* _Task instructions_:
a. Edit the article on DNA sequencing and Pfizer's cancer drugs, starting at "DNA sequencing exposes" and ending at "($PFE) targeted cancer drugs.", and change every "DNA sequencing" to "genomic sequencing".
b. Continue the article on DNA sequencing and Pfizer's cancer drugs from the point where it stops.

DNA sequencing exposes new uses for Pfizer targeted cancer drugs
As pharma companies expand their use of DNA sequencing for drug R&D, researchers have uncovered some potential new targets for existing cancer drugs that are likely to spur further use of sequencing in the biopharma world. And their study has shed light on potential new uses for at least two of drug giant Pfizer's ($PFE) targeted cancer drugs.
With a cancer gene test from life sciences startup Foundation Medicine, the researchers from Dana-Farber Cancer Institute and elsewhere found that 59% of lung and colorectal cancer samples tested included genetic abnormalities that could be combated with targeted cancer drugs. A subset of lung cancer samples showed that the patients had mutations that could be targeted with Pfizer's approved kidney cancer drug Sutent, and one patient's colorectal cancer was found to have gene abnormality targeted by Pfizer's Xalkori.

* _Input data_:

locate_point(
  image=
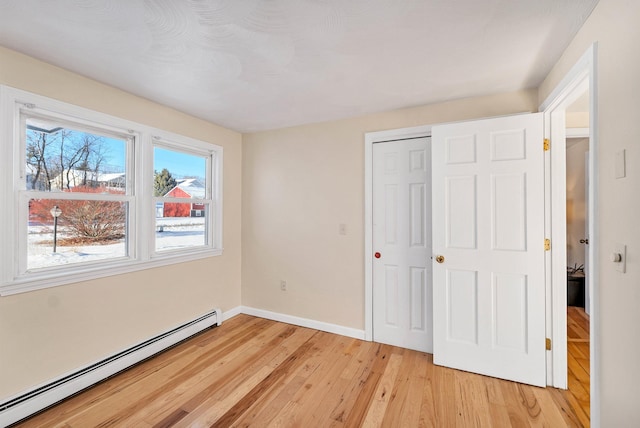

* _Answer set_:
a.
genomic sequencing exposes new uses for Pfizer targeted cancer drugs
As pharma companies expand their use of genomic sequencing for drug R&D, researchers have uncovered some potential new targets for existing cancer drugs that are likely to spur further use of sequencing in the biopharma world. And their study has shed light on potential new uses for at least two of drug giant Pfizer's ($PFE) targeted cancer drugs.

b.
The previously unknown genetic flaw in lung cancer was seen in about 2% of patient samples, but Dana-Farber lung cancer specialist Dr. Pasi Janne says that is enough to warrant further study of the Sutent in certain lung cancer patients, he told Bloomberg. Pfizer is taking an interest in the findings too, which shouldn't come as a surprise. Drugmakers and regulators have shown a willingness to move forward with drugs for small pools of patients if the drugs can deliver major benefits for those patients. With genetic tests like Foundation's catching on among drug developers, there's sure to be other new targets unearthed to propel further development of personalized cancer medicines.
"It is moving closer and closer to real personalized medicine," Janne, a co-author of the study told Bloomberg. "It is fantastic as we can tailor our therapy to the particular genetics of a patient's cancer."